Task to carry out
Reproduce the material below, changing every "marker" to "pin" and leaving everything else untouched.

Material shown
--- Start ---

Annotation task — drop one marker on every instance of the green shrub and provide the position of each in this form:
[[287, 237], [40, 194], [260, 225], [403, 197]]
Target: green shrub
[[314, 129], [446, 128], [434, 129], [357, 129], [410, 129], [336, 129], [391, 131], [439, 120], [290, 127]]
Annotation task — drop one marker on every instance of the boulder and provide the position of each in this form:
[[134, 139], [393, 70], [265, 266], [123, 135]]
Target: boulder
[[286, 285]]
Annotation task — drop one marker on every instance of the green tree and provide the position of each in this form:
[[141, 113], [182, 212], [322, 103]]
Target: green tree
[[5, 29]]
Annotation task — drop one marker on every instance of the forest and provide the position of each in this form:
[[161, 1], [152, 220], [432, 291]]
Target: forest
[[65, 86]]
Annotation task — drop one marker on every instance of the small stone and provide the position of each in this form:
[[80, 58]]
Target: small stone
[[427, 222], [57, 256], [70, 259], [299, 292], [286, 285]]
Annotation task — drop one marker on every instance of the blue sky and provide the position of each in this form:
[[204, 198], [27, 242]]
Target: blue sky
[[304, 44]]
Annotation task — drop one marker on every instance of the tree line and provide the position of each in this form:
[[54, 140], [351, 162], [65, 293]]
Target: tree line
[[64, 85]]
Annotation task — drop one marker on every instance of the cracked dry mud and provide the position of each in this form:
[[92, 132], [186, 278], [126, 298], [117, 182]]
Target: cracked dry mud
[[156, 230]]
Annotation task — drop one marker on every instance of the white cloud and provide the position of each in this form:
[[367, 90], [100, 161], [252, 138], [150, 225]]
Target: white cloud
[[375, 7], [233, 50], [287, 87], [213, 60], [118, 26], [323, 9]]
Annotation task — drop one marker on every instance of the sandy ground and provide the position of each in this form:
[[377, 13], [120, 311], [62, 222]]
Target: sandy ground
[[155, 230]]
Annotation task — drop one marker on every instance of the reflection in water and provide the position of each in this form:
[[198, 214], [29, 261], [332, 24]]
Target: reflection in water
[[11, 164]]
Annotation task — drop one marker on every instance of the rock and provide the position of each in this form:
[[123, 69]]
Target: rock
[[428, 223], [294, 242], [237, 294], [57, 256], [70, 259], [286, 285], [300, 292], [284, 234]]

--- End ---

Reply to the task
Annotation task — drop one pin on every instance of the green shrub and provide the position of each in this form:
[[287, 237], [40, 194], [260, 225], [403, 197]]
Target: green shrub
[[314, 129], [446, 128], [434, 129], [357, 129], [410, 129], [336, 129], [391, 131], [439, 120], [290, 127]]
Annotation task — drop one pin on every instance of the boulder and provide the position of each in this form:
[[134, 139], [393, 70], [265, 266], [123, 135]]
Target: boulder
[[286, 285]]
Annotation task — drop one pin on every instance of the green tree and provide the position of each in this form:
[[141, 113], [182, 212], [322, 103]]
Target: green tree
[[5, 29]]
Annotation task — drop one pin on every instance of the forest and provide the position of each in this form:
[[161, 1], [152, 220], [432, 291]]
Target: forest
[[65, 86]]
Annotation task — drop one pin on every instance of the small stone and provide the position of each in this form:
[[80, 58]]
Target: small stone
[[427, 222], [57, 256], [70, 259], [299, 292], [286, 285]]
Annotation task — drop one pin on every instance of the blue sky and provide the position of each in this form:
[[204, 198], [27, 242]]
Target: blue sky
[[304, 44]]
Annotation task — drop one pin on every instance of the tree line and provide the position of each in this form:
[[54, 140], [351, 162], [65, 293]]
Target: tree line
[[64, 85]]
Annotation task — drop one pin on every instance of the cracked dry mud and provide the position of each in this form:
[[92, 132], [186, 278], [126, 298], [117, 182]]
Target: cracked dry mud
[[156, 230]]
Annotation task — drop one pin on every instance of the white cloud and provide the position of each in this form:
[[367, 90], [100, 161], [252, 138], [150, 225]]
Target: white cloud
[[375, 7], [233, 50], [287, 87], [213, 60], [118, 26], [323, 9]]
Annotation task — drop one pin on every instance of the sandy ground and provide the position of each in this form:
[[377, 13], [120, 311], [62, 222]]
Target: sandy ground
[[155, 230]]
Annotation task — drop one pin on every instance of the reflection in water and provide the position of each in this form:
[[198, 214], [29, 261], [332, 24]]
Target: reflection in water
[[11, 164]]
Annotation task — drop one pin on every instance of the rock and provide the position of each in this form:
[[123, 69]]
Target: rock
[[428, 223], [294, 242], [237, 294], [57, 256], [70, 259], [286, 285], [300, 292], [284, 234]]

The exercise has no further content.